Please continue the news passage on Obama's remarks about Cuba policy and the economy, starting right after its last sentence.

[Begin EXCERPTED PASSAGE]

Defending his administration's plan to normalize diplomatic relations with Cuba, Obama said that he was confident that the new policy would catalyze political change on the island, which has been ruled by the Castro brothers since 1959.

"It would be unrealistic for me to map out exactly where Cuba will be. But change is going to come to Cuba," Obama said.

"They've been reliant for years on subsidies from the Soviet Union and then on subsidies from Venezuela. Those can't be sustained. And the more the Cuban people see what's possible, the more interested they are going to be in change," he added.

As for when that change will come, Obama said, "It could happen fast. It could happen slower than I would like. It's going to happen and this change in policy is going to advance that."

Touting economic progress

After the Democrats' midterm drubbing, some defeated candidates, including North Carolina Sen. Kay Hagan, assailed the president for not advertising the administration's economic achievements. On Friday, Obama forcefully did so.

“The six years since the crisis have demanded hard work and sacrifice on everybody’s part, but as a country we have a right to be proud of what we’ve accomplished,” Obama said. “Pick any metric that you want, and America’s resurgence is real. We are better off.”

[End EXCERPTED PASSAGE]
[Begin SOURCE DATA]

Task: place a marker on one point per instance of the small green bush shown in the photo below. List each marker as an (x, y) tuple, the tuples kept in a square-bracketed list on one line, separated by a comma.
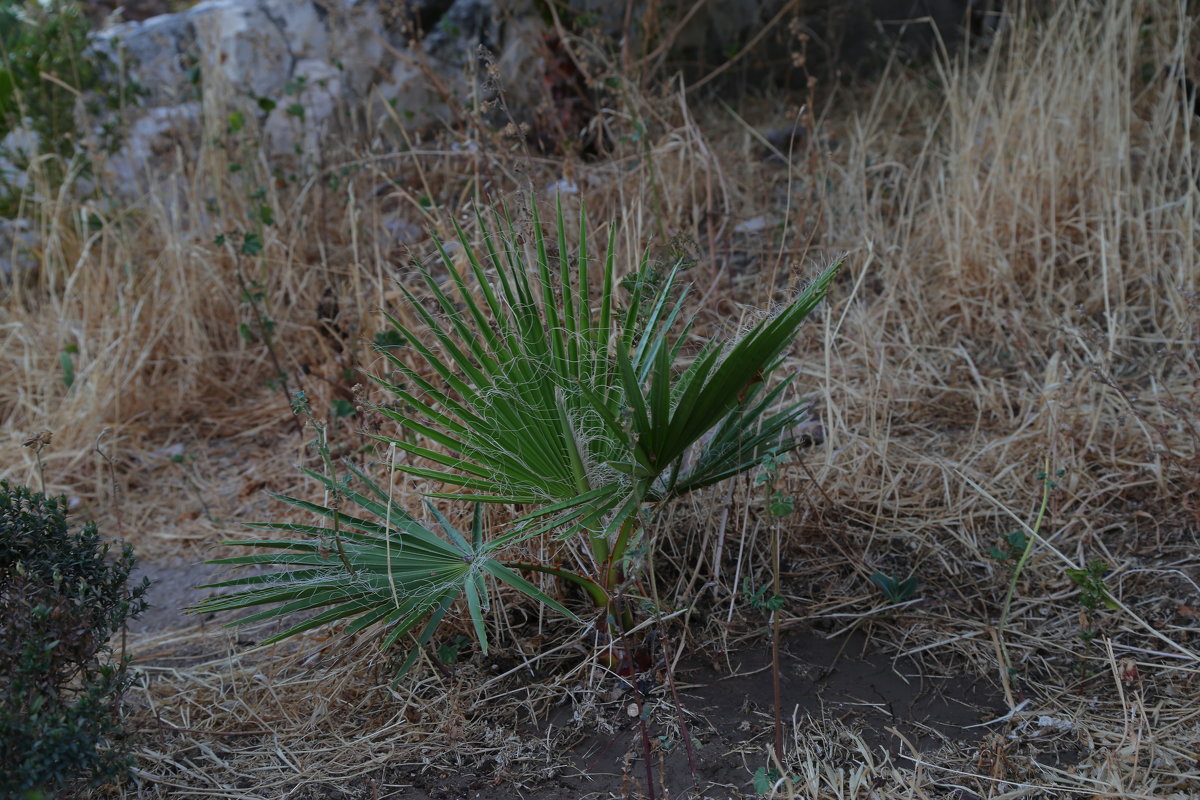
[(63, 597), (53, 80)]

[End SOURCE DATA]

== ANSWER TO THIS PROBLEM ==
Skepticism about Keystone

Obama hasn't yet declared his position on whether the Keystone XL pipeline -- which would transport oil from Canadian tar sands to the Gulf of Mexico and has been vigorously opposed by climate change activists -- should be built, but he signaled serious skepticism on Friday.

The president said that the pipeline's economic benefits would be "nominal" and that it would have no significant effect on energy prices in the U.S., while he voiced concern about the pipeline's consequences for climate change.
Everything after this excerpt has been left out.